What is being asked
In the records below, rewrite the part that opens with the line containing "of the green" and runs through the end of the records, changing "junction survey" to "intersection survey" and keeping everything else the same. Give back only that part, and leave out the pictures.

-- Start Exercise material --

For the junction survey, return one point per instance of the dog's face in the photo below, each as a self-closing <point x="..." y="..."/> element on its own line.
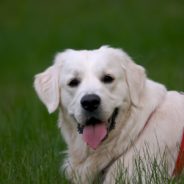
<point x="92" y="87"/>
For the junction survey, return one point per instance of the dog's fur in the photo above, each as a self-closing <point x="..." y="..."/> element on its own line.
<point x="148" y="113"/>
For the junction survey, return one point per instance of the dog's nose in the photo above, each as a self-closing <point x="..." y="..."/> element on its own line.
<point x="90" y="102"/>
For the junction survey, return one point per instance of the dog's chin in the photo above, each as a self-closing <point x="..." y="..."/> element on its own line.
<point x="94" y="131"/>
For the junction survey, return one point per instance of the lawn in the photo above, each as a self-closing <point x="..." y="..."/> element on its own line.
<point x="31" y="32"/>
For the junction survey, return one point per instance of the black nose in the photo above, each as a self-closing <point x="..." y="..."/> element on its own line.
<point x="90" y="102"/>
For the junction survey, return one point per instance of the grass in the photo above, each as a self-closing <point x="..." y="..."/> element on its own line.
<point x="31" y="32"/>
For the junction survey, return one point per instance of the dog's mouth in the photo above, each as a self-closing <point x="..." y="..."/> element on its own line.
<point x="96" y="131"/>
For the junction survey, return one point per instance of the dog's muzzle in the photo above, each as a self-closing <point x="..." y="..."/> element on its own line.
<point x="92" y="121"/>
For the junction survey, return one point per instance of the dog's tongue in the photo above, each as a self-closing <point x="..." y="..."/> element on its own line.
<point x="94" y="134"/>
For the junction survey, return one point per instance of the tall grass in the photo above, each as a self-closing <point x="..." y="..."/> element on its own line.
<point x="32" y="31"/>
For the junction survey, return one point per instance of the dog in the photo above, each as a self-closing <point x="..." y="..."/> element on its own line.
<point x="108" y="112"/>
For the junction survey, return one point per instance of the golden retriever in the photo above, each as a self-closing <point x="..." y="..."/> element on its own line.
<point x="108" y="111"/>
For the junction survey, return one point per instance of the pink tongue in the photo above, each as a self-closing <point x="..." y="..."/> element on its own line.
<point x="94" y="134"/>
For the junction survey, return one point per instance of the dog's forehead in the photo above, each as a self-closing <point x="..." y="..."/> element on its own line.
<point x="86" y="61"/>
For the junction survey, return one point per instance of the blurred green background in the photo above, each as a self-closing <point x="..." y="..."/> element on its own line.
<point x="32" y="31"/>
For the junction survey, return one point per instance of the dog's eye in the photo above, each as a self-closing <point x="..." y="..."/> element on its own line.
<point x="107" y="79"/>
<point x="74" y="83"/>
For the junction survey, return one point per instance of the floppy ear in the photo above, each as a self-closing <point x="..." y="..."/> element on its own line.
<point x="136" y="80"/>
<point x="47" y="87"/>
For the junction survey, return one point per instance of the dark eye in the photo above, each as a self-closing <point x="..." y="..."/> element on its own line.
<point x="74" y="83"/>
<point x="107" y="79"/>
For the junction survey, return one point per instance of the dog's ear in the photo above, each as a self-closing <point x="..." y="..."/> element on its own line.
<point x="135" y="76"/>
<point x="47" y="87"/>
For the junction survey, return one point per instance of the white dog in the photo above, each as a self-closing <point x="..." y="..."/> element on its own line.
<point x="109" y="111"/>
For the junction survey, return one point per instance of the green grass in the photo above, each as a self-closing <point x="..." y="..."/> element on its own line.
<point x="31" y="32"/>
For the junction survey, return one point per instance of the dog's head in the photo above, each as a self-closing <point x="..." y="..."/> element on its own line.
<point x="92" y="87"/>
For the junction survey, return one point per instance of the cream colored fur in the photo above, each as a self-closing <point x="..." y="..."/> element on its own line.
<point x="140" y="101"/>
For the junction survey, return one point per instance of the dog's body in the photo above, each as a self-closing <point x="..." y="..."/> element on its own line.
<point x="117" y="111"/>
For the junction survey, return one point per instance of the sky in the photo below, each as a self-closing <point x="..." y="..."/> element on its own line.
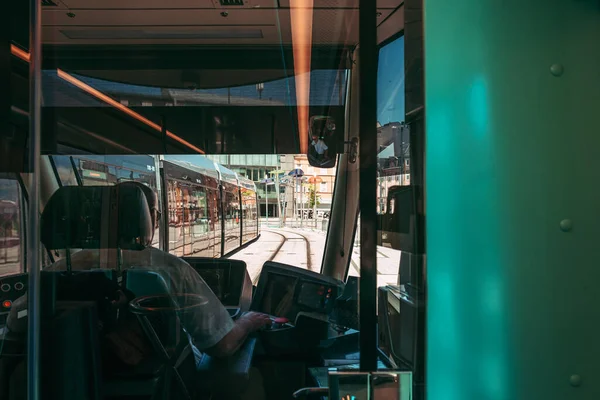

-- End Exercise material --

Completed exercise
For the intersection survey, return one point per instance of the green grass in the photo above, each as a self-closing <point x="..." y="..."/> element on its own line.
<point x="31" y="32"/>
For the intersection survey, return one point per instance of the dog's head in the photo above, each as a self-closing <point x="..." y="..."/> element on its own line.
<point x="92" y="87"/>
For the intersection survey, return one point per instance of the cream colored fur in the photo above, each as a self-closing <point x="..." y="..."/> element on its own line.
<point x="140" y="101"/>
For the intersection survey, return one point per instance of the dog's body in the photo above, each as a self-closing <point x="..." y="..."/> element on its own line.
<point x="117" y="111"/>
For the intersection survey, return one point per instance of the sky in the photo below, each as a self-closing <point x="..." y="..."/> element on its own line.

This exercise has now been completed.